**INSTRUCTION**. Please repeat the data below, starting at the line that contains "green plant foliage" and ending at the line that contains "[[[401,93],[432,50],[432,1],[388,1],[386,104]]]", with both of those lines included.
BEGIN ENTRIES SHOWN
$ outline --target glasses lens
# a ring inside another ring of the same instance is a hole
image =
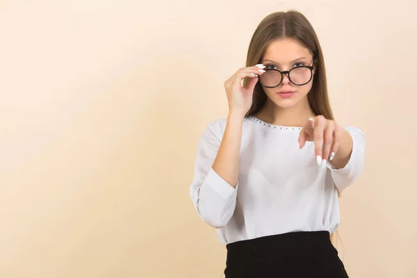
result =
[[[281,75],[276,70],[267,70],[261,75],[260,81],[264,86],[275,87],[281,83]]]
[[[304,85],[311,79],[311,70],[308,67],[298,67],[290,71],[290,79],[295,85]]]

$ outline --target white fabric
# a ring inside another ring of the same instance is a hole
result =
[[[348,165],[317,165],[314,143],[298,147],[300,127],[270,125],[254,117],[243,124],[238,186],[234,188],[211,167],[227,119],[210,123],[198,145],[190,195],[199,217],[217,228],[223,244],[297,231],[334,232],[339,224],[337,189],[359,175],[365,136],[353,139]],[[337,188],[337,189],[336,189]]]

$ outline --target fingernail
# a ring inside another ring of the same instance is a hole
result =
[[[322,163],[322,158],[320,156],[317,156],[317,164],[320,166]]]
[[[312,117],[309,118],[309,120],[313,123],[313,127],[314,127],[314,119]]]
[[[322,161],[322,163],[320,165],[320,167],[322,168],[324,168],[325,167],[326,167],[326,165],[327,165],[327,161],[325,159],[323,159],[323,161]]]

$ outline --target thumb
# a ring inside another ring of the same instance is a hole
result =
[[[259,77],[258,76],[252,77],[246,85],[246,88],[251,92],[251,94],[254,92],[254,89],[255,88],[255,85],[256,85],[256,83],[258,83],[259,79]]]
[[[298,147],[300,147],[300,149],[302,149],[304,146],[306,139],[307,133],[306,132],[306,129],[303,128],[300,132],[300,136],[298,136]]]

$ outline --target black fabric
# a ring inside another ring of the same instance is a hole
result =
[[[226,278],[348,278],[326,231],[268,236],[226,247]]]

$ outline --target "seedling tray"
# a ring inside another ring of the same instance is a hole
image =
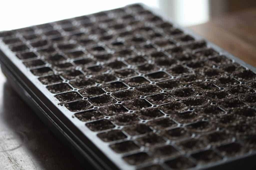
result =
END ENTRIES SHOWN
BEGIN ENTRIES SHOWN
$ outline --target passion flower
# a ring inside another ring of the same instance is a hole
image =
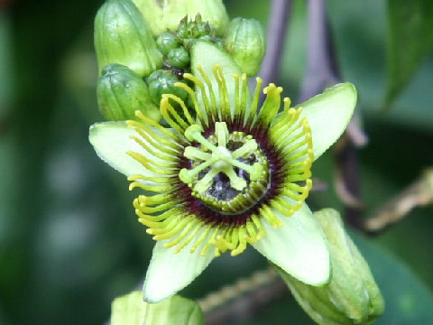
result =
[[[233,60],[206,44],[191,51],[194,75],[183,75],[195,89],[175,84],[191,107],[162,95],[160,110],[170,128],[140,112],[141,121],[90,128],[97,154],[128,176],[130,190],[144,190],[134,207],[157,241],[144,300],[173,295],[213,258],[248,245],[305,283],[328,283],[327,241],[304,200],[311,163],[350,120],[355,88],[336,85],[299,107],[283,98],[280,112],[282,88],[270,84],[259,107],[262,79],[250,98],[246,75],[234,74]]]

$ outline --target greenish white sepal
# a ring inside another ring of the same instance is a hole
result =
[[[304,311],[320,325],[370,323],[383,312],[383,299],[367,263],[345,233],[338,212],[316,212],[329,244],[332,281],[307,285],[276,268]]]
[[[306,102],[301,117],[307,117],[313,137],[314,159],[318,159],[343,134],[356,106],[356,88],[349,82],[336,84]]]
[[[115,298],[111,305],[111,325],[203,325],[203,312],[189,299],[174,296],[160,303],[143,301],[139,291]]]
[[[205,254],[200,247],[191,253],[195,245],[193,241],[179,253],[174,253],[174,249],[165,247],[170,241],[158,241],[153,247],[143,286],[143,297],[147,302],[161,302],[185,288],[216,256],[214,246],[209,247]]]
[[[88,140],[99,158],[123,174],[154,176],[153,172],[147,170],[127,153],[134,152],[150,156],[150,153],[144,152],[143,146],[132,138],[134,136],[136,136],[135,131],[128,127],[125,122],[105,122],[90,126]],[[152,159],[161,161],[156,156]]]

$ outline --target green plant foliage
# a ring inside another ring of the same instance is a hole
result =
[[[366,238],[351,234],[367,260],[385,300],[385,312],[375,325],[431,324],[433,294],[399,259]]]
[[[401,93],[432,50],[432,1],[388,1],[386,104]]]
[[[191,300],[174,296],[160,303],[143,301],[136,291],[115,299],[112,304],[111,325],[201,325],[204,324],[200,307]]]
END ENTRIES SHOWN
**SOLUTION**.
$ outline --target green plant foliage
# a ring inside another ring of the same instance is a hole
result =
[[[366,238],[351,234],[367,260],[385,300],[385,312],[375,325],[431,324],[433,294],[399,259]]]
[[[401,93],[432,50],[432,1],[388,1],[386,104]]]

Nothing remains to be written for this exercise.